begin Data rows

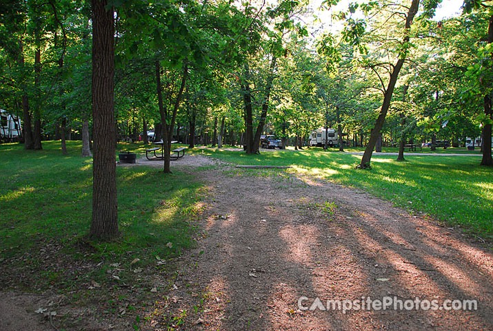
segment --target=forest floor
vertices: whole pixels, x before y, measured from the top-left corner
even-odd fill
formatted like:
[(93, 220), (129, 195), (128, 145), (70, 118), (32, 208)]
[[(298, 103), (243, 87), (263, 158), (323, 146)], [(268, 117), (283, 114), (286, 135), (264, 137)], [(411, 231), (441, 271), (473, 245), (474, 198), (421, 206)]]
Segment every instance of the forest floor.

end Data rows

Task brief: Reproduce the data above verbatim, line for line, omitting the picture.

Answer to this exercise:
segment --target=forest floor
vertices: whole pixels, x before y, measured from the top-left corner
even-odd fill
formatted like:
[(93, 220), (129, 195), (128, 145), (70, 118), (32, 208)]
[[(298, 103), (243, 87), (263, 158), (323, 146)], [(268, 117), (283, 114), (286, 135), (264, 137)], [(411, 231), (441, 271), (473, 245), (474, 198), (421, 206)]]
Segment every instance of the forest floor.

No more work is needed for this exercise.